— BEGIN —
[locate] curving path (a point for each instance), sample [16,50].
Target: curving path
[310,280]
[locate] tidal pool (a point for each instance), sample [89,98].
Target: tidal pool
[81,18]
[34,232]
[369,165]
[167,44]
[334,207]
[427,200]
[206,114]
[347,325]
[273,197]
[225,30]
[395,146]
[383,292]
— END —
GIVEN INSTRUCTION:
Format the lines of these records as a JSON list of strings, with one string per line and blank lines omitted.

PROBLEM SOLUTION:
[
  "[locate] curving path (a point for each instance), sample [16,50].",
  "Target: curving path",
  "[310,280]",
  "[locate] tidal pool (a point for each instance), sample [89,98].",
  "Target: tidal pool",
  "[81,18]",
  "[34,232]",
  "[369,165]",
  "[167,44]",
  "[334,207]",
  "[427,200]",
  "[206,114]",
  "[347,325]",
  "[273,197]",
  "[225,30]",
  "[395,146]",
  "[383,292]"
]